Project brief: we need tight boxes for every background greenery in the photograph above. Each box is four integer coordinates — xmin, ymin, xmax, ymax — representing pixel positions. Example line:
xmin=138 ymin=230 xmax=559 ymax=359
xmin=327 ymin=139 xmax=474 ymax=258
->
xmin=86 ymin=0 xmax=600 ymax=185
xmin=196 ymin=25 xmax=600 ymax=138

· · · · ·

◆ Problem ◆
Beginning with the line that contains "xmin=138 ymin=230 xmax=559 ymax=359" and ending with the last line of the data above, return those lines exactly and nothing else.

◆ Answer to this problem ◆
xmin=138 ymin=230 xmax=559 ymax=359
xmin=327 ymin=139 xmax=474 ymax=258
->
xmin=86 ymin=0 xmax=600 ymax=185
xmin=196 ymin=25 xmax=600 ymax=138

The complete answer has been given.